● **SOURCE EXTRACT**
..........

Subtleties of Shooting
From Retention
Up Close and Personal
When shooting from retention, the devil is in the details … and failures can be devilish indeed.
Many articles, books and videos advocate shooting from retention without touching on the fine points. “Shooting from retention” is inherent to combatives, meaning a physical fight with guns involved and where the opponent is close enough to grab your handgun, and you are trying to keep it out of his reach. This involves pulling the firearm in close on your gun-hand side and firing from a body position index, unable to visually aim.
One problem is that in live fire, it’s practiced on static targets, but in real-life employment you’re likely to be in physical contact with the opponent and moving each other’s bodies. I cringe when I see pictures of someone’s student holding the shoulder of the cardboard target while firing into its chest from retention: In an actual fight, the opponent need only pivot and drop a bit to pull your own hand and arm into your own line of fire.

..........

● **WHAT NEEDS TO BE DONE**
Please answer these questions from the text on shooting from retention:
(a) On which side of the body is the firearm pulled in close?
(b) In live fire, what kind of targets is shooting from retention practiced on?
(c) In an actual fight, what does the opponent need only do to pull your hand and arm into your own line of fire?
These lines come from a source other than the text on shooting from retention.

(Entries from a pointing dataset)
..........

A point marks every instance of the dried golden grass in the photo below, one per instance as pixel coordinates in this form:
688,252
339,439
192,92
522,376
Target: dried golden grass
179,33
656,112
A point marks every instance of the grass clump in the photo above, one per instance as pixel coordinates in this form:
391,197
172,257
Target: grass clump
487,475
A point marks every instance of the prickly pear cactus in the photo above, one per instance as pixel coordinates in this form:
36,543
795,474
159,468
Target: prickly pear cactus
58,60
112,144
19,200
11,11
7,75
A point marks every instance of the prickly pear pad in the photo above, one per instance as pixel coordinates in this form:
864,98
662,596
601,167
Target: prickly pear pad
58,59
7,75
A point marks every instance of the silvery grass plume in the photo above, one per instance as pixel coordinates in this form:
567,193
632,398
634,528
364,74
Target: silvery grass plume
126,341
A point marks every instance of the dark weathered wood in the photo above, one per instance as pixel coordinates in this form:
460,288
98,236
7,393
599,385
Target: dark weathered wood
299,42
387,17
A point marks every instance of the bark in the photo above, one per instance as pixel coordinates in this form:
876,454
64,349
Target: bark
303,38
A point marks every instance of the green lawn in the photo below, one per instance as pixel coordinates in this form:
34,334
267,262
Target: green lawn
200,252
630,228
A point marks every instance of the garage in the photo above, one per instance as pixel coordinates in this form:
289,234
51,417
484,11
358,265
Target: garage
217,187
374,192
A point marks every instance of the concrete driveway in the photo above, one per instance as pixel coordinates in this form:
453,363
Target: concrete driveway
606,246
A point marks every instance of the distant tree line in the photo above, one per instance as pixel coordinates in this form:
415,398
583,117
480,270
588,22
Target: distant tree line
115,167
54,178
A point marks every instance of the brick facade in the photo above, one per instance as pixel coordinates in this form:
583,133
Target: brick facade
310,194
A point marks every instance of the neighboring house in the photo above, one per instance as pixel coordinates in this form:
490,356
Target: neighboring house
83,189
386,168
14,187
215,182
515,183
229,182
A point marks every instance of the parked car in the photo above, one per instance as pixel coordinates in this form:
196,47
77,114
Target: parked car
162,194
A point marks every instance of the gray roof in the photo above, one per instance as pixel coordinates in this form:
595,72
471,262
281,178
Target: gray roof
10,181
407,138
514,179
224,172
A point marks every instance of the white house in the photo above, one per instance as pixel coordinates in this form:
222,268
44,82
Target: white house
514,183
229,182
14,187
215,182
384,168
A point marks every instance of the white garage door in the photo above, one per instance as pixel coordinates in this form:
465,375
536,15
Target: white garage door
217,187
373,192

..........

● **SOLUTION**
(a) On the gun-hand side.
(b) Static targets.
(c) Pivot and drop a bit.